Une reproduction d'une haute précision anatomique - à vos risques et périls, tout trouble consécutif et séquelle ne feront l’objet d’aucun dédommagement - est visible ici. Les informations techniques sur l’objet sont détaillées là.

samedi 22 avril 2023

Les chimères de Beauvais

Beauvais, détail du portail sud de la cathédrale.

On retient généralement de la cathédrale de Beauvais sa destinée fatale, son ambition et sa voute démesurées, son incomplétude et son infirmité, et cette fin de vie sous surveillance permanente maintenue par de gigantesques prothèses
Si on a accepté d'y débourser quelques euros, on aura peut-être aussi retenu le fabuleux spectacle de l’horloge astronomique, bénie en 1876, sommet du fétichisme kitch où Jésus nimbé d’or combat le vice avec une parfaite ponctualité, et signale le cas échéant certains évènements astronomiques qu’il aura mitonnés pour notre plus grande admiration et sa gloire éternelle (notons cependant que le mécanisme doit être fréquemment réglé voire restauré par des ouvriers spécialisés).   

Mais on ne parle jamais de toutes les bestioles maléfiques qui nous y attendent, sur la façade de l’entrée principale. Elles ont déjà dévoré toutes les saintes figures qui ornaient les innombrables niches des voussures autour du portail sud, et même le tympan. 
Leur calcaire tendre a bravement supporté les intempéries picardes depuis 500 ans. Pourtant la très officielle Association Beauvais Cathédrale, qui décrit en détail les décors végétaux du portail, la vigne, le chêne et la bryone, ne dit pas un mot de ce bestiaire en haut-relief, alors qu'on peut parier qu'il survivra à notre civilisation qui se précipite. 
Rien non plus sur la page très complète du site Patrimoine-Histoire. On y apprend cependant que ces prétendus monstres ne sont pas coupables de la disparition des personnages bibliques qui couvraient la façade. Ceux-ci auraient brusquement quitté leur piédestal au moment de la Révolution, en 1793 précise l'inventaire de la région.


Cathédrale de Beauvais, monstres et grotesques autour du portail sud en 2022. On notera que l’inspiration du bestiaire figurant le mal, assemblage chimérique de morceaux d'animaux désagréables, n'a pas vraiment évolué au long des siècles ; toujours les mêmes peurs ancestrales.

lundi 19 décembre 2022

Améliorons les chefs-d'œuvre (26)

Alternance de la nativité de Piero della Francesca avant et après restauration (cliquez pour les détails)
 
La bienpensante National Gallery de Londres sort au moment propice sa surprise de Noël. Elle expose pendant les fêtes, dans un nouveau cadre et isolée dans une petite salle, la naissance de Jésus, peinte en Toscane par Piero della Francesca vers 1480 et invisible depuis 2019 pour restauration.
Réalisée vers la fin de sa vie elle résume parfaitement le style épuré, limpide, solennel et désincarné de Piero.

+--

_EXPLORER L'EXTRAIT_
1. Traduisez en anglais cette phrase de l'extrait : « Leur calcaire tendre a bravement supporté les intempéries picardes depuis 500 ans. »
2. Recopiez l'extrait de « lundi 19 décembre » à « désincarné de Piero. » en changeant « Noël » en « Pâques ».
Les données qui suivent n'ont aucun rôle ici.

_DONNÉES FOURNIES_
+--

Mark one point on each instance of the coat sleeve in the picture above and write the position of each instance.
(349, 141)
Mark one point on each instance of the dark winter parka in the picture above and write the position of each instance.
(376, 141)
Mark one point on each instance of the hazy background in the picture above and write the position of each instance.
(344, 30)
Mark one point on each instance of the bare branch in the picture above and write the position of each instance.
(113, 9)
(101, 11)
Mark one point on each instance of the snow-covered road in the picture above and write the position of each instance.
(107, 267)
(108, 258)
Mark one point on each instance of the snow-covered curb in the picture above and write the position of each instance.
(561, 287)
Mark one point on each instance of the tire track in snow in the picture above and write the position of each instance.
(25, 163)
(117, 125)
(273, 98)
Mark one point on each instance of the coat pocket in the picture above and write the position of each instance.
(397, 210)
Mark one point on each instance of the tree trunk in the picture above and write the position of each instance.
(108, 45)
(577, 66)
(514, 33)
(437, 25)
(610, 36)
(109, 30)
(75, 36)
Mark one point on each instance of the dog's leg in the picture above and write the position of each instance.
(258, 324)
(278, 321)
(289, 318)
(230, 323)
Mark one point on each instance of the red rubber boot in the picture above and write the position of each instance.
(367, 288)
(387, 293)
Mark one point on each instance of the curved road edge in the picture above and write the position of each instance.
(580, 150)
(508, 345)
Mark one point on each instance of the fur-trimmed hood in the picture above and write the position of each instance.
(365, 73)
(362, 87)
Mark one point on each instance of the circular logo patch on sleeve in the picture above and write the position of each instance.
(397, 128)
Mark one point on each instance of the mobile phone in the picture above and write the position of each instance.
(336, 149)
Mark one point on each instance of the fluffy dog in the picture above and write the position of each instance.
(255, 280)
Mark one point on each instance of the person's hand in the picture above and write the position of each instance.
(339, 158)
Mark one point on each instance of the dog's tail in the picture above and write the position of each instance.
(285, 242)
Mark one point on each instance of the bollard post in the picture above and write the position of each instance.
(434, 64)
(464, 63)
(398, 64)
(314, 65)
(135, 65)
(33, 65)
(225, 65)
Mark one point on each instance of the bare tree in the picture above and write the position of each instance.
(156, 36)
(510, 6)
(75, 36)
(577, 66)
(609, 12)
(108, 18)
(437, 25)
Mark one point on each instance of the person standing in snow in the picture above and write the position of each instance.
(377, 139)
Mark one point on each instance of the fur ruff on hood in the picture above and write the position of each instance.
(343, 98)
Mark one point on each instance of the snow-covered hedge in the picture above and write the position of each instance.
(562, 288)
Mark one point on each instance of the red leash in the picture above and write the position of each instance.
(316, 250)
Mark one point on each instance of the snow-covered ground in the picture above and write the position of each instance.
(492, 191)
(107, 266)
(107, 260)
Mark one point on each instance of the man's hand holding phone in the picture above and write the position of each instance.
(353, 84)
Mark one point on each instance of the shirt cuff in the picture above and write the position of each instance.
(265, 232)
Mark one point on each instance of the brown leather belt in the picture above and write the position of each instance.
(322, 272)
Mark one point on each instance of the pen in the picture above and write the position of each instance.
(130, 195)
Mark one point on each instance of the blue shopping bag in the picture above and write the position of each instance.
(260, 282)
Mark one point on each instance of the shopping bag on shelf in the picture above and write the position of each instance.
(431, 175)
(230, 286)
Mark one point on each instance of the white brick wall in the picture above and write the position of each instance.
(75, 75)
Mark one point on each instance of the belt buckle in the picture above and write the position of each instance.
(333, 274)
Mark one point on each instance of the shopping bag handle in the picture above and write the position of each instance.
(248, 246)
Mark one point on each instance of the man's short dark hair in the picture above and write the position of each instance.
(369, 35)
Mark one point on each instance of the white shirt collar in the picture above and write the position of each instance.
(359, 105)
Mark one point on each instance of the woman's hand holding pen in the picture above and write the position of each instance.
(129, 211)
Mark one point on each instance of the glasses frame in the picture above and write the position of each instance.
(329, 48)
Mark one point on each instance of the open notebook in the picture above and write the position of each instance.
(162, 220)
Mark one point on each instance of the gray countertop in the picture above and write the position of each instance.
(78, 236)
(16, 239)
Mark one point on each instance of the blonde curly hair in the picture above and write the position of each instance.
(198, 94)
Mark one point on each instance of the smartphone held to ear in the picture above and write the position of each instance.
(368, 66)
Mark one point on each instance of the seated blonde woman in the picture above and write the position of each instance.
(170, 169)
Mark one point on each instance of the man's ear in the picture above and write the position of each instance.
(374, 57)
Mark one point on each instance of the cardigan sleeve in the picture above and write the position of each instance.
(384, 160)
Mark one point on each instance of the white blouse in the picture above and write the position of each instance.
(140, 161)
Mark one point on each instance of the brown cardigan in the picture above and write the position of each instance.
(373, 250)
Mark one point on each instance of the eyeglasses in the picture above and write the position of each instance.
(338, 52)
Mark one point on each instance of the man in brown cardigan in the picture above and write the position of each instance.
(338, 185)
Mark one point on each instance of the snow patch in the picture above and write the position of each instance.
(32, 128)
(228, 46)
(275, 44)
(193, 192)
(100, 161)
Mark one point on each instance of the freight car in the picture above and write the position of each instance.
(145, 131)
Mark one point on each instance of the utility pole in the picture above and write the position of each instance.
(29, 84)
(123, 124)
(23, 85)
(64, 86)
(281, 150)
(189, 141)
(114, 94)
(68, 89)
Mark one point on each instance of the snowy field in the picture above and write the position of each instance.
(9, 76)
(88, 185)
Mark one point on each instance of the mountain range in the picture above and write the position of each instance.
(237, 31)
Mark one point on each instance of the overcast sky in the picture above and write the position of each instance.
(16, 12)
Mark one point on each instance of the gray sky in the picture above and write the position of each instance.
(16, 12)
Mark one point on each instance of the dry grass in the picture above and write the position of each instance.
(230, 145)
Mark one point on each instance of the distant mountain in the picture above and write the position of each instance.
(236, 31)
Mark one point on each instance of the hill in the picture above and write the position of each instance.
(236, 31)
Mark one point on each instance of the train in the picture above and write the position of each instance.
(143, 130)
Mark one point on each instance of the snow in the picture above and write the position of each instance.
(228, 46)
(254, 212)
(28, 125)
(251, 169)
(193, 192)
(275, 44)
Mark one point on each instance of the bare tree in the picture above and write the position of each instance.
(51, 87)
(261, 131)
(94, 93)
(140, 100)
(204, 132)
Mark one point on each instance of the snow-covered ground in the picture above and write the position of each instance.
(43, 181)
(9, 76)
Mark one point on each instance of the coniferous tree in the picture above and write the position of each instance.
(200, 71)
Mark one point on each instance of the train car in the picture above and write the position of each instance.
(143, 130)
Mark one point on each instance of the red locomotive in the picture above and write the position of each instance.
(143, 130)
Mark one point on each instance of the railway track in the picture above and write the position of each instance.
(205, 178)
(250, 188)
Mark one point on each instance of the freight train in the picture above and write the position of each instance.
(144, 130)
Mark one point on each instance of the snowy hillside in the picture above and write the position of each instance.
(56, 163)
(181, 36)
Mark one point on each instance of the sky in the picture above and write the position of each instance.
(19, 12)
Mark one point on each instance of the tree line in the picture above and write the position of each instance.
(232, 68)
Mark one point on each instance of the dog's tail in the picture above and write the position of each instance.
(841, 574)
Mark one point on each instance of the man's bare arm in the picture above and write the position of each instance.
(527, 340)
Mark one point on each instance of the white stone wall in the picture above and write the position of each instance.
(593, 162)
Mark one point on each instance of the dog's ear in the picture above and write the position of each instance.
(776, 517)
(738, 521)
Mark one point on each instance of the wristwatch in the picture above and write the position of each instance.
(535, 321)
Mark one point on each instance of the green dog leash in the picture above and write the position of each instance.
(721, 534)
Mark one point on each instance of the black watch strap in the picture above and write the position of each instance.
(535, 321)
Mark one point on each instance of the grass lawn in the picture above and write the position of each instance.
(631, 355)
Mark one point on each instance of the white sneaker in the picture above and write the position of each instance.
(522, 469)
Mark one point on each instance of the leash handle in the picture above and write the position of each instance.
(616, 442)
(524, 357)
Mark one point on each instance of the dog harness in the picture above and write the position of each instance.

+--

_RÉPONSES PAR CONSIGNE_
1. Their soft limestone has bravely withstood the Picardy weather for 500 years.

2.
lundi 19 décembre 2022

Améliorons les chefs-d'œuvre (26)

Alternance de la nativité de Piero della Francesca avant et après restauration (cliquez pour les détails)
 
La bienpensante National Gallery de Londres sort au moment propice sa surprise de Pâques. Elle expose pendant les fêtes, dans un nouveau cadre et isolée dans une petite salle, la naissance de Jésus, peinte en Toscane par Piero della Francesca vers 1480 et invisible depuis 2019 pour restauration.
Réalisée vers la fin de sa vie elle résume parfaitement le style épuré, limpide, solennel et désincarné de Piero.